[Start LISTED RECORDS]

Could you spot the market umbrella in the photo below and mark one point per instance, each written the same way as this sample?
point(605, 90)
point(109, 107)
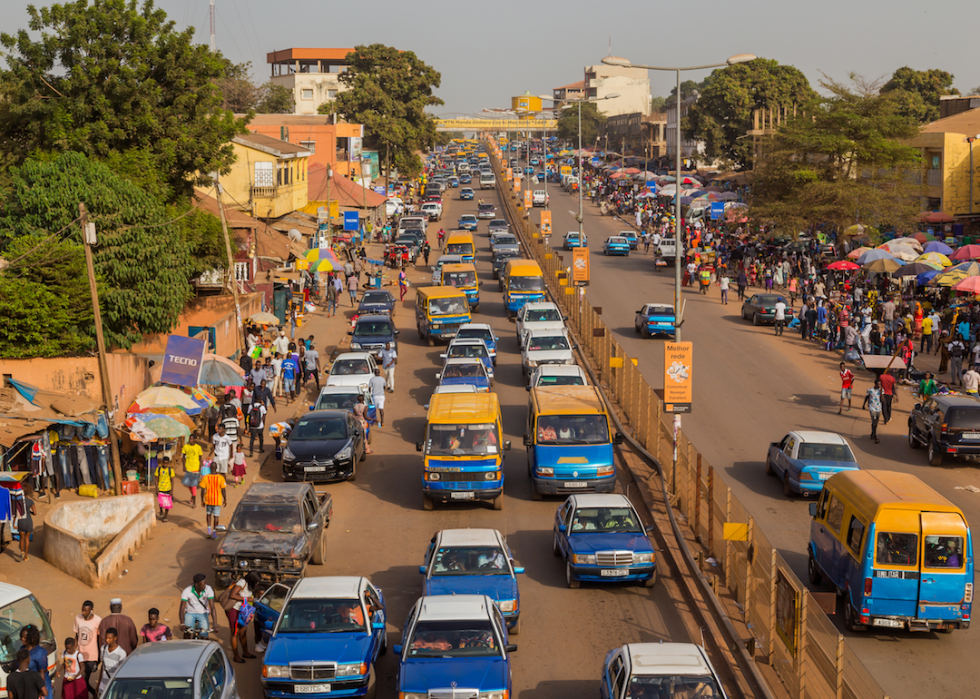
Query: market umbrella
point(935, 258)
point(882, 265)
point(936, 246)
point(264, 318)
point(967, 252)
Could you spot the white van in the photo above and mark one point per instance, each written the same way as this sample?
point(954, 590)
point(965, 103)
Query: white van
point(18, 608)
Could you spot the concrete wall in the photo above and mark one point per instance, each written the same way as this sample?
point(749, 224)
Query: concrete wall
point(92, 540)
point(128, 375)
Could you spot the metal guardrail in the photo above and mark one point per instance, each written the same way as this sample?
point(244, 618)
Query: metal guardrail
point(789, 629)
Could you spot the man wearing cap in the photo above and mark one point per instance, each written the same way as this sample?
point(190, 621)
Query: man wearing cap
point(127, 637)
point(197, 606)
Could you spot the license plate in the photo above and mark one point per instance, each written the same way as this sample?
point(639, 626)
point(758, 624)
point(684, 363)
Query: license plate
point(311, 688)
point(890, 623)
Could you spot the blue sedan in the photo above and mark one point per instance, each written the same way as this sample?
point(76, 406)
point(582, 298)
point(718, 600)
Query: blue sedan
point(616, 245)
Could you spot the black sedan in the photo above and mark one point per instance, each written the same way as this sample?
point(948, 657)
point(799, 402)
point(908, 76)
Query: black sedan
point(376, 301)
point(761, 308)
point(325, 445)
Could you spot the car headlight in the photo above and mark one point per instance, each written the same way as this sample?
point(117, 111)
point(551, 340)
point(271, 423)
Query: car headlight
point(351, 669)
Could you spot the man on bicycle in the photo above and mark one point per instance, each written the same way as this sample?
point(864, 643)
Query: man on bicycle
point(197, 612)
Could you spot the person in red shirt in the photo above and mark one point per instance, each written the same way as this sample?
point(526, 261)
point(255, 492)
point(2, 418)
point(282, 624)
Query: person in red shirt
point(888, 395)
point(846, 383)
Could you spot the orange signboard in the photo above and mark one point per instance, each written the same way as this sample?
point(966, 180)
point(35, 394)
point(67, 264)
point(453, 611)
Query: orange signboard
point(678, 386)
point(580, 266)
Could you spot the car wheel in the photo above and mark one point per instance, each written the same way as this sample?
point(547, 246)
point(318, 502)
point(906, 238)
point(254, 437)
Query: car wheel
point(812, 571)
point(913, 440)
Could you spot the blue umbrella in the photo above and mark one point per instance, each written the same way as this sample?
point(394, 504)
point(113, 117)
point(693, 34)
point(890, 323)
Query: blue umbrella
point(936, 246)
point(876, 254)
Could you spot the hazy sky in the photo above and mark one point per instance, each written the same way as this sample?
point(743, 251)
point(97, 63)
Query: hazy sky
point(490, 51)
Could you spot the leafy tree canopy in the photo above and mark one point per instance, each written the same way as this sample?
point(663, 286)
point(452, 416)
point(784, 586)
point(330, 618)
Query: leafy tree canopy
point(723, 113)
point(388, 91)
point(105, 76)
point(917, 92)
point(142, 259)
point(844, 159)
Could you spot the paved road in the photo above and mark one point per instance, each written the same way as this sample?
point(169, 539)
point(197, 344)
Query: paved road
point(750, 388)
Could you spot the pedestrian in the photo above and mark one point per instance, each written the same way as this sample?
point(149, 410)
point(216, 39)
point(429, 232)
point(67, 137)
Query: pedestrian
point(25, 528)
point(111, 657)
point(389, 358)
point(846, 383)
point(72, 673)
point(214, 496)
point(238, 466)
point(87, 640)
point(165, 476)
point(126, 634)
point(153, 631)
point(872, 401)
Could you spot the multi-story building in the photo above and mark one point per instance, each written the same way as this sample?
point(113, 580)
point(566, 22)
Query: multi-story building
point(313, 75)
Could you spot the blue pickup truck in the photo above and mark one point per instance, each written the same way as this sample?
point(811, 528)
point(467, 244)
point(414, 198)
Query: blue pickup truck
point(474, 561)
point(601, 539)
point(326, 640)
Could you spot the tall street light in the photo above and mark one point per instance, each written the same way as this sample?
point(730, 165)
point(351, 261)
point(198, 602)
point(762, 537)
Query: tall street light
point(581, 217)
point(678, 239)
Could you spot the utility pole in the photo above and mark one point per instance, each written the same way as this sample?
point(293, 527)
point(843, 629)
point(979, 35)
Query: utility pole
point(231, 263)
point(88, 236)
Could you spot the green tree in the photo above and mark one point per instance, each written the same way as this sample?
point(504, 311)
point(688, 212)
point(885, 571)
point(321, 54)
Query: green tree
point(917, 92)
point(142, 259)
point(388, 92)
point(104, 76)
point(843, 160)
point(592, 121)
point(723, 112)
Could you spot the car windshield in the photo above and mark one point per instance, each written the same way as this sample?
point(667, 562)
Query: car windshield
point(573, 429)
point(469, 638)
point(664, 686)
point(349, 367)
point(526, 284)
point(448, 307)
point(314, 429)
point(460, 278)
point(322, 616)
point(463, 440)
point(470, 560)
point(160, 687)
point(547, 343)
point(372, 327)
point(606, 519)
point(262, 517)
point(811, 451)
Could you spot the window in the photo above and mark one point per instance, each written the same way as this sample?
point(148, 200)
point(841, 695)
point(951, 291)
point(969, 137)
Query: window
point(855, 533)
point(264, 175)
point(835, 514)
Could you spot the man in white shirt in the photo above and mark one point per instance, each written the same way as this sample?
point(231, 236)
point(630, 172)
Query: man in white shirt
point(780, 318)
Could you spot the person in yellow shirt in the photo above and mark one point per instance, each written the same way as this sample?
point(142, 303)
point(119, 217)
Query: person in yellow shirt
point(192, 453)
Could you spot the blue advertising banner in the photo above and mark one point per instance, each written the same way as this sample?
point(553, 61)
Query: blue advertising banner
point(182, 360)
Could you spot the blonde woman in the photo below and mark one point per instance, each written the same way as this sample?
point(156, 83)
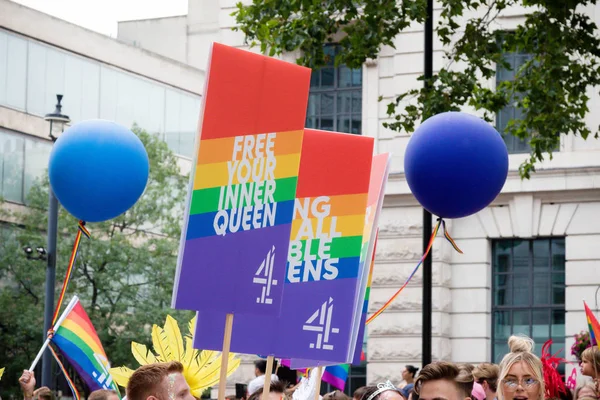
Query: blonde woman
point(486, 375)
point(521, 372)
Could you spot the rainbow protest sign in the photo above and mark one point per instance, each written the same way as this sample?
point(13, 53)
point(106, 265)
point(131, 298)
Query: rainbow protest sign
point(243, 184)
point(323, 272)
point(378, 179)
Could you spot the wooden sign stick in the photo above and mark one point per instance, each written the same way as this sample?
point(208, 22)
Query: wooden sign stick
point(225, 356)
point(268, 372)
point(318, 388)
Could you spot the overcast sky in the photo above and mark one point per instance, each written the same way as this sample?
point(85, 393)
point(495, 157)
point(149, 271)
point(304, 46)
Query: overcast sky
point(102, 15)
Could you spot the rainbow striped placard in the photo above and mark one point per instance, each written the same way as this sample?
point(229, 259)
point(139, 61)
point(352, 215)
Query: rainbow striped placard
point(378, 179)
point(78, 341)
point(243, 184)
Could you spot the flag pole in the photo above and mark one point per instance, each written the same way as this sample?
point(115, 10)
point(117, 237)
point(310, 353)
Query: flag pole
point(70, 306)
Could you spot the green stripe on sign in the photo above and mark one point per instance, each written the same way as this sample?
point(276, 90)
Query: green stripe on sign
point(207, 200)
point(341, 247)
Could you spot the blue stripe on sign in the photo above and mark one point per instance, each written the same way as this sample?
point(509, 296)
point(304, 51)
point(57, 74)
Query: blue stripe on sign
point(239, 220)
point(317, 270)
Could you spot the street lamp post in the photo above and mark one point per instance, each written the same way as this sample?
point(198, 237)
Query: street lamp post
point(57, 124)
point(427, 267)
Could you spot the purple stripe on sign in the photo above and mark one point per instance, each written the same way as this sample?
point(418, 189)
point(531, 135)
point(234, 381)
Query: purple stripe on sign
point(317, 327)
point(252, 263)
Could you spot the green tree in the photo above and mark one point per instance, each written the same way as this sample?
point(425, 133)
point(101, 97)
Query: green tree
point(552, 88)
point(123, 275)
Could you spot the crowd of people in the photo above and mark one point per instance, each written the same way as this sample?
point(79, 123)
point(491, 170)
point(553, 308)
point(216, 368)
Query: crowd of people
point(521, 375)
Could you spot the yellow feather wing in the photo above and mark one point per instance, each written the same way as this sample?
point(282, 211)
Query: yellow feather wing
point(174, 338)
point(161, 344)
point(141, 354)
point(211, 376)
point(191, 355)
point(121, 375)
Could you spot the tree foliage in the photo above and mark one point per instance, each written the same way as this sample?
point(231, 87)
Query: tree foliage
point(552, 89)
point(123, 274)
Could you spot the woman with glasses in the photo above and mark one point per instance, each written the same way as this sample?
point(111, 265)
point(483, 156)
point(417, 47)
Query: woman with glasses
point(521, 372)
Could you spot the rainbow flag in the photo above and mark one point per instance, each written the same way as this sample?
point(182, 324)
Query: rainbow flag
point(78, 341)
point(593, 325)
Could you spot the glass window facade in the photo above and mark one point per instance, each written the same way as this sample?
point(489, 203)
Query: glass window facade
point(515, 60)
point(23, 159)
point(32, 73)
point(528, 293)
point(335, 100)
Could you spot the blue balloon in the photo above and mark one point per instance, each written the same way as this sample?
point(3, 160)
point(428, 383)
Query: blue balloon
point(455, 164)
point(98, 170)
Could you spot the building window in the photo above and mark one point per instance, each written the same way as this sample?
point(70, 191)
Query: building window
point(528, 293)
point(23, 160)
point(335, 101)
point(515, 60)
point(32, 73)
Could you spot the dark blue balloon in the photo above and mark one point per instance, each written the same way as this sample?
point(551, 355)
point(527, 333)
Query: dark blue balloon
point(98, 170)
point(455, 164)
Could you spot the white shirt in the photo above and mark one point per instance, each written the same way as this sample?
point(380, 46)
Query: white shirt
point(259, 382)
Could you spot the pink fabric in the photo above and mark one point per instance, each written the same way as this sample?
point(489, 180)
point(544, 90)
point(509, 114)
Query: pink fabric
point(478, 391)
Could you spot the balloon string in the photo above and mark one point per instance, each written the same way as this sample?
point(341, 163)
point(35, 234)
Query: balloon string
point(82, 230)
point(448, 237)
point(440, 221)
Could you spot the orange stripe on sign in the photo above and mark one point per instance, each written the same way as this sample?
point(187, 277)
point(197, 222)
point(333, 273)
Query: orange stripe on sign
point(220, 150)
point(348, 204)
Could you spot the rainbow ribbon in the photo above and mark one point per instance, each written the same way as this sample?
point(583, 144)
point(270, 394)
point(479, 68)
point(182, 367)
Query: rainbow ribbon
point(441, 222)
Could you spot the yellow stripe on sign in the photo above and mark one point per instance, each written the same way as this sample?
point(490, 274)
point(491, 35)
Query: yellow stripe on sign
point(347, 225)
point(217, 175)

[End LISTED RECORDS]

### REQUIRED WORK
Convert everything from the line containing "Could you spot the dark" down to the end of the records into a Markdown table with the columns Row and Line. Number the lines in the Row column and leave out any blank lines.

### RIGHT ANSWER
| Row | Line |
|---|---|
| 1 | Could you spot the dark blue balloon in the photo above and mark one point per instance, each written the same way as this sample? |
| 2 | point(551, 355) |
| 3 | point(527, 333) |
| 4 | Query: dark blue balloon |
| 5 | point(98, 170) |
| 6 | point(455, 164) |
| 7 | Could you spot the white shirt in the photo above and mark one point per instance, each written the same way as this sample? |
| 8 | point(380, 46) |
| 9 | Query: white shirt |
| 10 | point(259, 382) |
| 11 | Could you spot the pink fabric in the photo above and mark one point per instance, each written the same way as this sample? |
| 12 | point(489, 180) |
| 13 | point(544, 90) |
| 14 | point(509, 114) |
| 15 | Query: pink fabric |
| 16 | point(478, 391) |
| 17 | Could you spot the balloon string in the photo above and mark one point per instance, each written the same way as this sample? |
| 18 | point(341, 163) |
| 19 | point(35, 234) |
| 20 | Query: balloon string |
| 21 | point(82, 230) |
| 22 | point(448, 237) |
| 23 | point(440, 221) |
| 24 | Could you spot the orange stripe on sign in the photo above and mark one point per instance, each written the same way as this sample? |
| 25 | point(187, 277) |
| 26 | point(197, 222) |
| 27 | point(333, 273) |
| 28 | Query: orange stripe on sign |
| 29 | point(220, 150) |
| 30 | point(348, 204) |
| 31 | Could you spot the rainbow ribbon in the photo above and mark one point per instance, each written the same way as this sample? |
| 32 | point(583, 144) |
| 33 | point(270, 394) |
| 34 | point(479, 68) |
| 35 | point(182, 367) |
| 36 | Query: rainbow ribbon |
| 37 | point(441, 222) |
| 38 | Could you spot the yellow stripe on sign in the photo above and mark one point per instance, each written the same way as this sample? |
| 39 | point(490, 274) |
| 40 | point(491, 35) |
| 41 | Query: yellow stripe on sign |
| 42 | point(347, 225) |
| 43 | point(217, 175) |